PROVIDED RECORDS ▸
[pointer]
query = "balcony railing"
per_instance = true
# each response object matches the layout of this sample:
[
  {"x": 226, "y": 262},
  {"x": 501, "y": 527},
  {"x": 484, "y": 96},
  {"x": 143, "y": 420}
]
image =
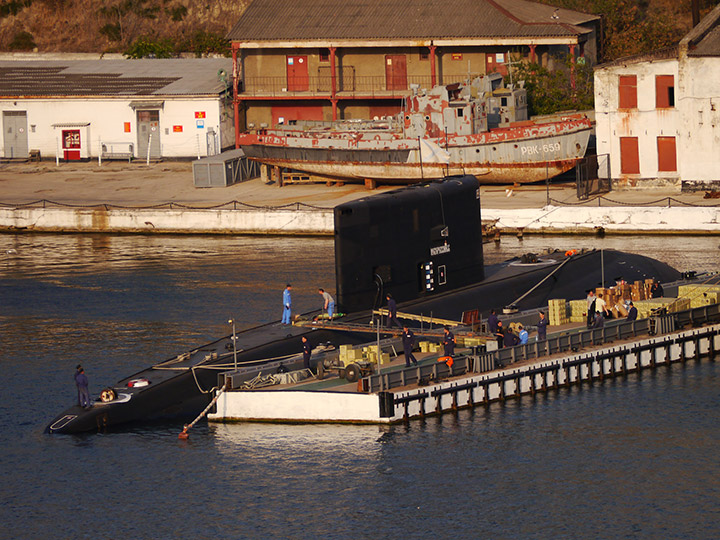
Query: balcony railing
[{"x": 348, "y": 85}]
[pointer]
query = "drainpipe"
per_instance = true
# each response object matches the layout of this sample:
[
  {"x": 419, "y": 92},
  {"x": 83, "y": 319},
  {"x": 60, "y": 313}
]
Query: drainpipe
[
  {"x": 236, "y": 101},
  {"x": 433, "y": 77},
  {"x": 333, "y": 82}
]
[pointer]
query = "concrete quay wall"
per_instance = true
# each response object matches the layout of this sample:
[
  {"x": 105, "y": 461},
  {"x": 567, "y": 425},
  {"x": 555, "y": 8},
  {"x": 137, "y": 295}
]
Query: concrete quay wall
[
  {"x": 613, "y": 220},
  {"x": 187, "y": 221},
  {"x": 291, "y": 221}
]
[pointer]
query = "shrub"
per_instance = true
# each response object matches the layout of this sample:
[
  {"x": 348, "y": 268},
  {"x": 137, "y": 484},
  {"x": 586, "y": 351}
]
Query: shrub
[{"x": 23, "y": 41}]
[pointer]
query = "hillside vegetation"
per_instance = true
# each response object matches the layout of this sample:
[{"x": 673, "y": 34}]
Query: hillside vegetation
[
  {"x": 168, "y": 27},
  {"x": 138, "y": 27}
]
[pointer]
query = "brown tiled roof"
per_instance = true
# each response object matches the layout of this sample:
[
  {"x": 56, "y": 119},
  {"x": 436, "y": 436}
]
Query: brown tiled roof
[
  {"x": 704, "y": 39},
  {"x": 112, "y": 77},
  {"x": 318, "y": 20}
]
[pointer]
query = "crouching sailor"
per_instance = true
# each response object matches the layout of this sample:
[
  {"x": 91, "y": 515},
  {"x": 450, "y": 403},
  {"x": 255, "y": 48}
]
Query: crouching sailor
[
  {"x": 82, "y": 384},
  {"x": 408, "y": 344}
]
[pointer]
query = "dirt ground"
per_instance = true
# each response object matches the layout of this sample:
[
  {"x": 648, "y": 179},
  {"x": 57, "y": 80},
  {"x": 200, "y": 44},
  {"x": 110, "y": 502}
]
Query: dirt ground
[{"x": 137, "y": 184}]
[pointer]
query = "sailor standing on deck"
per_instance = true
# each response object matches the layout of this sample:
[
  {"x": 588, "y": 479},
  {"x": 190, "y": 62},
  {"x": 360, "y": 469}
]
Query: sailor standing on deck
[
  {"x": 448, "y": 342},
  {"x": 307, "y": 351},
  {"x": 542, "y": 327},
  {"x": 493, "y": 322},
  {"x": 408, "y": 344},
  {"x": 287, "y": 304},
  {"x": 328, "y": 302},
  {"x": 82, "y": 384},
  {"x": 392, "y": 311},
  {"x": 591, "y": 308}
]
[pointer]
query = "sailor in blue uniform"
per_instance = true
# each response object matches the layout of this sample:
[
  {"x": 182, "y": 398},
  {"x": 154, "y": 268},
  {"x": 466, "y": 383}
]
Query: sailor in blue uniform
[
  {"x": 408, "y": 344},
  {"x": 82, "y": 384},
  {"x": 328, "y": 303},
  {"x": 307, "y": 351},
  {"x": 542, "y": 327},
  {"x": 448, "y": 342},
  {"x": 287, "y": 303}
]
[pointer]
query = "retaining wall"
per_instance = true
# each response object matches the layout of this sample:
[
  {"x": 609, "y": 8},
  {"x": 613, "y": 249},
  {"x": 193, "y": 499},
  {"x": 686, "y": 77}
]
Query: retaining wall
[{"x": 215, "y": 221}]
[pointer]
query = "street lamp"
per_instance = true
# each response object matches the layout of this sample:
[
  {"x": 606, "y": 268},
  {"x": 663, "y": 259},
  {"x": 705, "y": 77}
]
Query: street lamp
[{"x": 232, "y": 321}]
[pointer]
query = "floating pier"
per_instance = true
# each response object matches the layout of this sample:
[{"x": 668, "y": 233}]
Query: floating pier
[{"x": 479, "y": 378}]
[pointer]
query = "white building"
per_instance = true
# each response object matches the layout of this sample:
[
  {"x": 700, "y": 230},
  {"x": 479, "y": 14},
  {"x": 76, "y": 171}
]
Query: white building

GIVEN PROBLEM ▸
Make an exact copy of every entry above, minus the images.

CORRECT RESULT ▸
[pointer]
query = "balcony railing"
per_instance = true
# each response object matches the layout of this sample:
[
  {"x": 226, "y": 262},
  {"x": 501, "y": 527},
  {"x": 484, "y": 96},
  {"x": 143, "y": 420}
]
image =
Query: balcony railing
[{"x": 348, "y": 85}]
[pointer]
query = "drainpipe"
per_instance = true
# each response object matches the layout of this sample:
[
  {"x": 419, "y": 92},
  {"x": 83, "y": 319},
  {"x": 60, "y": 313}
]
Query: drainpipe
[
  {"x": 236, "y": 101},
  {"x": 433, "y": 77},
  {"x": 333, "y": 82}
]
[pointer]
query = "concrete quay wall"
per_instance = true
# each response object matches the layout of this sample:
[
  {"x": 105, "y": 461},
  {"x": 567, "y": 425},
  {"x": 555, "y": 8},
  {"x": 137, "y": 295}
]
Query: concrete quay wall
[
  {"x": 613, "y": 220},
  {"x": 187, "y": 221},
  {"x": 291, "y": 221}
]
[pointer]
query = "shrub"
per_instance = true
# each response object matches the layout of this sample:
[
  {"x": 348, "y": 268},
  {"x": 137, "y": 484},
  {"x": 586, "y": 351}
]
Query: shrub
[{"x": 23, "y": 41}]
[pointer]
query = "hillside vegetation"
per_instance = true
# each response object matches the layout of this sample:
[{"x": 673, "y": 34}]
Query: hillside vegetation
[
  {"x": 168, "y": 27},
  {"x": 138, "y": 27}
]
[pointer]
query = "brown tiled roof"
per_instance = true
# each response object matches the layout of this sample:
[
  {"x": 56, "y": 119},
  {"x": 436, "y": 436}
]
Query: brown tiled roof
[
  {"x": 704, "y": 39},
  {"x": 112, "y": 77},
  {"x": 318, "y": 20}
]
[pointer]
query = "crouching sailor"
per_instance = true
# each response object matches the layout of this sample:
[
  {"x": 91, "y": 515},
  {"x": 450, "y": 403},
  {"x": 255, "y": 48}
]
Query: crouching sailor
[
  {"x": 82, "y": 384},
  {"x": 408, "y": 344}
]
[pointer]
query = "dirt ground"
per_instance = true
# each response object matches the layout of this sample:
[
  {"x": 648, "y": 179},
  {"x": 57, "y": 80},
  {"x": 200, "y": 44},
  {"x": 110, "y": 502}
]
Query: dirt ground
[{"x": 137, "y": 184}]
[pointer]
query = "sailor standing on deck"
per_instance = true
# each response object matches the layout of this sample:
[
  {"x": 588, "y": 479},
  {"x": 190, "y": 62},
  {"x": 360, "y": 469}
]
Query: sailor standing on deck
[
  {"x": 448, "y": 342},
  {"x": 307, "y": 351},
  {"x": 542, "y": 327},
  {"x": 493, "y": 322},
  {"x": 408, "y": 344},
  {"x": 287, "y": 304},
  {"x": 328, "y": 302},
  {"x": 82, "y": 384},
  {"x": 392, "y": 311},
  {"x": 591, "y": 308}
]
[pointer]
query = "sailor in blue uniform"
per_instance = true
# each response object matches the layout of this sample:
[
  {"x": 182, "y": 398},
  {"x": 154, "y": 268},
  {"x": 466, "y": 383}
]
Query: sailor in blue uniform
[
  {"x": 408, "y": 344},
  {"x": 82, "y": 384},
  {"x": 328, "y": 303},
  {"x": 307, "y": 351},
  {"x": 542, "y": 327},
  {"x": 448, "y": 342},
  {"x": 287, "y": 303}
]
[pointer]
query = "retaining wall"
per_instance = true
# each response object matches the layout of this sample:
[
  {"x": 609, "y": 8},
  {"x": 613, "y": 249},
  {"x": 193, "y": 499},
  {"x": 686, "y": 77}
]
Query: retaining wall
[{"x": 215, "y": 221}]
[pointer]
query = "street lamp"
per_instance = true
# each response object matches the layout of this sample:
[
  {"x": 606, "y": 268},
  {"x": 663, "y": 259},
  {"x": 705, "y": 77}
]
Query: street lamp
[{"x": 232, "y": 321}]
[pointer]
query = "floating pier"
per_instance = true
# each response object matches the layout of this sample:
[{"x": 668, "y": 233}]
Query: floating pier
[{"x": 479, "y": 378}]
[pointer]
query = "white building"
per_instance = true
# each response object matches the layout of this sample:
[
  {"x": 700, "y": 230},
  {"x": 479, "y": 14},
  {"x": 76, "y": 171}
]
Query: white building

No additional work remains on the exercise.